● **Problem statement**
Reproduce the section of the listing that begins at the line containing "the metal staircase" and finishes at the line containing "x=479, y=521". Include both end lines and nothing beyond them.

[[ Supplied data, beginning ]]

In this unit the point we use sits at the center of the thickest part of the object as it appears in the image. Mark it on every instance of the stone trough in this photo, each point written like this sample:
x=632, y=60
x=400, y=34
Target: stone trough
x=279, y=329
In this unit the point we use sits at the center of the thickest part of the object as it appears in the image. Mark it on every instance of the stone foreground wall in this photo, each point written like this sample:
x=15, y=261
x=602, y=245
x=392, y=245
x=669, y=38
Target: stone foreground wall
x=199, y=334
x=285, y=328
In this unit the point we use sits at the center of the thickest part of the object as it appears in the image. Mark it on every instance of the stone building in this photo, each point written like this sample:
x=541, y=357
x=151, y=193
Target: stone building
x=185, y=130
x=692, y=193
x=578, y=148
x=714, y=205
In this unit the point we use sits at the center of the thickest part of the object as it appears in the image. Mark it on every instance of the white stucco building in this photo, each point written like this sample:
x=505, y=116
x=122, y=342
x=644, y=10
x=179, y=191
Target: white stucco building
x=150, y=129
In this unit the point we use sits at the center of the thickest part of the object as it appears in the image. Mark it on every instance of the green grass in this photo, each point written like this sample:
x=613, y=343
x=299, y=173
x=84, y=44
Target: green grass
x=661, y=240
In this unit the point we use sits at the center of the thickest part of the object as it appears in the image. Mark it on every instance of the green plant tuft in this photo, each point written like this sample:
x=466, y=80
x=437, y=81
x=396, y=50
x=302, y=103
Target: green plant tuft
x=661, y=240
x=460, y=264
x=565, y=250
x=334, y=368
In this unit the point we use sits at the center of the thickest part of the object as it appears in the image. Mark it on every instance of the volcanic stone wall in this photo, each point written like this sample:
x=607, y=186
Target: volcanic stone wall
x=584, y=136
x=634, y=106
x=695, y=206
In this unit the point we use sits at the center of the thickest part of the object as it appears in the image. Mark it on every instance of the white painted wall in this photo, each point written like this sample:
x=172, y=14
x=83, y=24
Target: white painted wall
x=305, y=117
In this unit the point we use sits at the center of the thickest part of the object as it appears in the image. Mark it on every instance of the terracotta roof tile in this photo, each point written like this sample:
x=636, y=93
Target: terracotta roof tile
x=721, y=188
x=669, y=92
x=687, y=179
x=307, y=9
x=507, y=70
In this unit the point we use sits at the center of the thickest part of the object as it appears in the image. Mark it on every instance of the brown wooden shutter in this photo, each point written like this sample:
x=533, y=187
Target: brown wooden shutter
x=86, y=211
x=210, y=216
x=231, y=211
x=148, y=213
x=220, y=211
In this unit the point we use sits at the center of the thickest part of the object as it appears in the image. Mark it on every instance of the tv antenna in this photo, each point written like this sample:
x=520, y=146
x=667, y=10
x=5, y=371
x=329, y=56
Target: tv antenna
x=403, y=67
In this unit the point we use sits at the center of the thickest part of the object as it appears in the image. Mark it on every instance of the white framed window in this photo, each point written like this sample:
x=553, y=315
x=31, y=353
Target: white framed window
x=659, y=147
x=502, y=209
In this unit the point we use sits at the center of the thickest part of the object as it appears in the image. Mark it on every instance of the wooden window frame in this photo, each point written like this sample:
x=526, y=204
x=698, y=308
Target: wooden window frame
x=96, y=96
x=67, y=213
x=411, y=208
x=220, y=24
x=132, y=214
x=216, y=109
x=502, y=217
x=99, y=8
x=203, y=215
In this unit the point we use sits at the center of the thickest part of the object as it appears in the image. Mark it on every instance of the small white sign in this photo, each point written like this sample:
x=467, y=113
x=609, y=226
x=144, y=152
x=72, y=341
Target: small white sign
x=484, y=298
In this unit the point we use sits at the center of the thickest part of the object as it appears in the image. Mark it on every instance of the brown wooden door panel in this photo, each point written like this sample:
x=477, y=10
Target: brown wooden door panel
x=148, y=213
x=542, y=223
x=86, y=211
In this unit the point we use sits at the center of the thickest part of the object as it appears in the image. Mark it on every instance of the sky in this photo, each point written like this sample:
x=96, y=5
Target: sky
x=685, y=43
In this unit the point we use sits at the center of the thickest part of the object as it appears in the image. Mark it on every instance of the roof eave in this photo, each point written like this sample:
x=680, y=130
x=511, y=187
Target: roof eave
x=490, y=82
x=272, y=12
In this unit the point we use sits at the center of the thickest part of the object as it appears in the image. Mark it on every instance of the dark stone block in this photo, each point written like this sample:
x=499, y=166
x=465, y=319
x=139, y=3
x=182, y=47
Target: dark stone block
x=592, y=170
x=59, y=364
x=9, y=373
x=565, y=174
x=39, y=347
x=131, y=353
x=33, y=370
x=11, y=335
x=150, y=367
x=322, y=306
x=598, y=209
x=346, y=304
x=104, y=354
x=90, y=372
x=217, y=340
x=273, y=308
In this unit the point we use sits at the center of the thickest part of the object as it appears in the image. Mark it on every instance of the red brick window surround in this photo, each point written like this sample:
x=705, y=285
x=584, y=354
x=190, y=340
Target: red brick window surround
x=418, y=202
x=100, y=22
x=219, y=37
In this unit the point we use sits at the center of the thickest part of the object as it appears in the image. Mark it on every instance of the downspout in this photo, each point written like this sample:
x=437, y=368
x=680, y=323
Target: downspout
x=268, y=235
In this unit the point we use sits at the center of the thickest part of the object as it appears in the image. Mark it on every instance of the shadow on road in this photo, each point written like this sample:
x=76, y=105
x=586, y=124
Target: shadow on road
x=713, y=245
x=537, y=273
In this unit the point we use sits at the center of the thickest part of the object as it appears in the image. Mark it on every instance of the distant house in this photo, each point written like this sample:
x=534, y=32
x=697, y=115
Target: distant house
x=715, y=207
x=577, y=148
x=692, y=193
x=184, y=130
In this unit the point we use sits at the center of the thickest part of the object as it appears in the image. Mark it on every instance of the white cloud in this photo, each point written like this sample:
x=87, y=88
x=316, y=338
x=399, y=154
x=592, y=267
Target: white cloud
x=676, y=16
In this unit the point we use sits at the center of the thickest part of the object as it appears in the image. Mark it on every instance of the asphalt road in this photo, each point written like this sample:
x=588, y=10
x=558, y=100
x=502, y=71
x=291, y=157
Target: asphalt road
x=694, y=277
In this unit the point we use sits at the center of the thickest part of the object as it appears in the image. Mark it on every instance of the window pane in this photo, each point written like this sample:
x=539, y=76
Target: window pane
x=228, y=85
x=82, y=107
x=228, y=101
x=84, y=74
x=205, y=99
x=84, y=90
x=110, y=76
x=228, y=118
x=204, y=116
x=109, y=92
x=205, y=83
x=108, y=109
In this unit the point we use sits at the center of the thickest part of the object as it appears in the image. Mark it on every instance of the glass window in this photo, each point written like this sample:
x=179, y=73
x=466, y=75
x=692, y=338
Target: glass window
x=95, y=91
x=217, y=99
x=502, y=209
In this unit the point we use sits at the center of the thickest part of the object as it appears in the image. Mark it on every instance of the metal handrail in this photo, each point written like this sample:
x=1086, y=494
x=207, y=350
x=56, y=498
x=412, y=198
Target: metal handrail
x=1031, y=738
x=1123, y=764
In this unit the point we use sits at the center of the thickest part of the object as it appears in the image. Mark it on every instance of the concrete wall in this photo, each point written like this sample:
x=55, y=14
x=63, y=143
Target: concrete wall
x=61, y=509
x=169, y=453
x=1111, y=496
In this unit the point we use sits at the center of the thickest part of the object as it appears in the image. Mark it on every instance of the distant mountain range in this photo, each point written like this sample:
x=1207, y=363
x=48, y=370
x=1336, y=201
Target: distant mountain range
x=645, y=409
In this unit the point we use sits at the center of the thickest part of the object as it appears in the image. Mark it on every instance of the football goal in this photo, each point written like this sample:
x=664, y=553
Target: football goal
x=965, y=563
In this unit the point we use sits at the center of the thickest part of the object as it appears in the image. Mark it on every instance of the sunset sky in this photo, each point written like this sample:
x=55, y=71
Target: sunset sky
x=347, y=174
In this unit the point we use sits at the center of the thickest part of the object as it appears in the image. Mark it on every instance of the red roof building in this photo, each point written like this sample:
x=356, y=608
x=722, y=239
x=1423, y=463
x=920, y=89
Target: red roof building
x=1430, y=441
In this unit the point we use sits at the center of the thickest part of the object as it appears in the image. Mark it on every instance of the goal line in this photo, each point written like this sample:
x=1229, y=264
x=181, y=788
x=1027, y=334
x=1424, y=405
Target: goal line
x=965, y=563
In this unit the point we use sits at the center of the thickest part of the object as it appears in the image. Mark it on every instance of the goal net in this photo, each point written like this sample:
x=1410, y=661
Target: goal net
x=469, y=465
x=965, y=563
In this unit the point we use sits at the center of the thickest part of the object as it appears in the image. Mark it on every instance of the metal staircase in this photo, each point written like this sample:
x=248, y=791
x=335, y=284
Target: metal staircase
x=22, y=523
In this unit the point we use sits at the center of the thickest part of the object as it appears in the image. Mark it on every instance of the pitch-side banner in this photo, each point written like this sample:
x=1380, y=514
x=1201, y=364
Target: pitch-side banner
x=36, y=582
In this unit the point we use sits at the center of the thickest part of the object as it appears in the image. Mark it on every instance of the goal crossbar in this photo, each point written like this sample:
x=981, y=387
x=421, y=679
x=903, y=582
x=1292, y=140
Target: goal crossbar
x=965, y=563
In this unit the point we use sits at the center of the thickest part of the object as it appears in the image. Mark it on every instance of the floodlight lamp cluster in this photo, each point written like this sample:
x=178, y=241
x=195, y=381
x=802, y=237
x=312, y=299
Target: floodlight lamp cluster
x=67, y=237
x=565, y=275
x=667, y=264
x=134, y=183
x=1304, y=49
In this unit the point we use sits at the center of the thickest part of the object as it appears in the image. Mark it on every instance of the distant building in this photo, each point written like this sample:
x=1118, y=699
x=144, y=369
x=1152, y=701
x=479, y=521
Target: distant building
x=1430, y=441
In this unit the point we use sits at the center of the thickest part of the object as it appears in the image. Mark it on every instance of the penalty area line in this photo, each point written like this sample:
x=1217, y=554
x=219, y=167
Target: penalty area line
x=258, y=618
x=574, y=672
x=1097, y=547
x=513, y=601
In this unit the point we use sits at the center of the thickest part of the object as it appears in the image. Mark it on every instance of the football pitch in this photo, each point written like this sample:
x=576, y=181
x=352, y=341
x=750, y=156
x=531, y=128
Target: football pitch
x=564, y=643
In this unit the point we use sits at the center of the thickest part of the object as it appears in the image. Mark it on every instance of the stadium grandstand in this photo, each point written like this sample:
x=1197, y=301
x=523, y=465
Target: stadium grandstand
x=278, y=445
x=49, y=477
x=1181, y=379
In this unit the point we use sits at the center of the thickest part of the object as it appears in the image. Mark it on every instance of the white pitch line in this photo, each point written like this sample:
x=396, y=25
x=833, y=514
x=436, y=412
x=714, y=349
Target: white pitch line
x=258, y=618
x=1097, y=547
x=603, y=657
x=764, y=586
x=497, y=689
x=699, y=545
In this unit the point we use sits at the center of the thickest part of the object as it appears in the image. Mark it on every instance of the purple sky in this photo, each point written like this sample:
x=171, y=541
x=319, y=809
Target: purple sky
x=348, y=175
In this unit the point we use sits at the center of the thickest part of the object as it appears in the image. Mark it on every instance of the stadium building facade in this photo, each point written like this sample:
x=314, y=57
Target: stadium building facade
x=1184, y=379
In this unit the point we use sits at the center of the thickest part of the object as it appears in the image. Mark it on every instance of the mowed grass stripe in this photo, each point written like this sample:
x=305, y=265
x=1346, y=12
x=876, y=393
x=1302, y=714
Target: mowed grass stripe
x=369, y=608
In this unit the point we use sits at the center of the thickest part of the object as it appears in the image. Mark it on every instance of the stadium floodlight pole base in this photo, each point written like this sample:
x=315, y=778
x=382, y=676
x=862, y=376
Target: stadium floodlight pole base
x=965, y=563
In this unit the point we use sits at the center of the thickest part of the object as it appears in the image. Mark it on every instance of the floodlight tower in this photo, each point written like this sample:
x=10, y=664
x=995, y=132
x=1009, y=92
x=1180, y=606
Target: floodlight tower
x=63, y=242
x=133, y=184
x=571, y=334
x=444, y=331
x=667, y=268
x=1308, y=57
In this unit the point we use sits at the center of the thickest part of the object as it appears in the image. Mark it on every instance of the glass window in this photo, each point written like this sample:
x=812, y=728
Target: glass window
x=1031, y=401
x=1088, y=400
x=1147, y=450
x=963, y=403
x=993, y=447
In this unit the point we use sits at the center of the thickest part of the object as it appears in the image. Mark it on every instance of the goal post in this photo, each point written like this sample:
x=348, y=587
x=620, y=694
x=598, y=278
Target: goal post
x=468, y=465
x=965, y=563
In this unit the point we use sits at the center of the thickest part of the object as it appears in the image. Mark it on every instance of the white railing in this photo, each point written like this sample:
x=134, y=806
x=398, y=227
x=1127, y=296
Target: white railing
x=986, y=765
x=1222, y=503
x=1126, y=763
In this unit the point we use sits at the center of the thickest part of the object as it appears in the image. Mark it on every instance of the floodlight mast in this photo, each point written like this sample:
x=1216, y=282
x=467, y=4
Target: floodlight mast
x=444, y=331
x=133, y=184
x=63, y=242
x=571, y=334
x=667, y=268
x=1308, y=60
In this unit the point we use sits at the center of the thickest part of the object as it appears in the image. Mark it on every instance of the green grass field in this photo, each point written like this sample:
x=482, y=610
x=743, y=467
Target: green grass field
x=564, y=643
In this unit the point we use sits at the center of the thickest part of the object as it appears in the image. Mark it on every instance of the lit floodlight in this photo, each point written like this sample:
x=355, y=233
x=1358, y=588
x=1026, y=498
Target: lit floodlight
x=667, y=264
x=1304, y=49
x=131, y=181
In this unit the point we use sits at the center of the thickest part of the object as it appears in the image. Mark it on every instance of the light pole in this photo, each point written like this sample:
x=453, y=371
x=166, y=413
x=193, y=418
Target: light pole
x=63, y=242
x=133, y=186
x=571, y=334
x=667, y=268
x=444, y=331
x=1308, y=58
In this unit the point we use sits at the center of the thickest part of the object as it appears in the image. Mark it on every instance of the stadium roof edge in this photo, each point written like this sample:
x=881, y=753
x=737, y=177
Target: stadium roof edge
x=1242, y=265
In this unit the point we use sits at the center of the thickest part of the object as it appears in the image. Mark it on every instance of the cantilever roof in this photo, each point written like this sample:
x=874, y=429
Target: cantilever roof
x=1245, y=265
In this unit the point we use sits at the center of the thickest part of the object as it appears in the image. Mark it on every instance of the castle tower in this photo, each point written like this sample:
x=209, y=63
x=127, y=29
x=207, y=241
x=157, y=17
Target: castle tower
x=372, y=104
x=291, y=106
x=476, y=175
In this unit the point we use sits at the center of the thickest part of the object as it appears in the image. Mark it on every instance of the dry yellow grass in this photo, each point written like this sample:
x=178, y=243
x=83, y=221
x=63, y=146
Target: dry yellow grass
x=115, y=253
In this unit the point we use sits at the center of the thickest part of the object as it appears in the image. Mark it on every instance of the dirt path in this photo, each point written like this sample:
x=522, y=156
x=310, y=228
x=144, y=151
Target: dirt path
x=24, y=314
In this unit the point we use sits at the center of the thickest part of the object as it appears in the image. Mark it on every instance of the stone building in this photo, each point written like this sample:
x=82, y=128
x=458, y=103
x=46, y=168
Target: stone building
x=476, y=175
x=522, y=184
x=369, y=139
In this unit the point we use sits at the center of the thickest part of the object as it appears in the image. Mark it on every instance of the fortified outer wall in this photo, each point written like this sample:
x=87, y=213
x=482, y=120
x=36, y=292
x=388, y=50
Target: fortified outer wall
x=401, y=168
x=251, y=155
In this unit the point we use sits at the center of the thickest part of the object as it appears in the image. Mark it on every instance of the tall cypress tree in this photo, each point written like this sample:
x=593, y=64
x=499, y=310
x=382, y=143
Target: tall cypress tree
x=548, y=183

[[ Supplied data, end ]]

● **Response**
In this unit the point we use sits at the center of the thickest part of the object as it appears in the image. Mark it on every instance of the metal staircase in this photo, each point written like this sample:
x=248, y=791
x=335, y=284
Target: metal staircase
x=22, y=523
In this unit the point we use sits at the center of the thickest part of the object as it appears in the image. Mark it on every instance of the pitch-side banner in this photo, each point written like this sample:
x=1380, y=514
x=1201, y=364
Target: pitch-side banner
x=36, y=582
In this unit the point we use sits at the center of the thickest part of the object as it appears in the image. Mark it on every instance of the goal crossbar in this photo, each point written like this sample:
x=981, y=387
x=421, y=679
x=903, y=582
x=1292, y=140
Target: goal crossbar
x=965, y=563
In this unit the point we use sits at the center of the thickest part of the object as it appears in the image. Mark it on every instance of the floodlight lamp cluster in this photo, each point written like this sample:
x=178, y=241
x=195, y=381
x=802, y=237
x=312, y=299
Target: floodlight lamp cluster
x=67, y=237
x=565, y=275
x=667, y=264
x=134, y=183
x=1304, y=49
In this unit the point we use sits at the center of the thickest part of the object as it appears in the image. Mark it on every instance of the distant building in this photo, each point written like this sample:
x=1118, y=699
x=144, y=369
x=1152, y=701
x=479, y=521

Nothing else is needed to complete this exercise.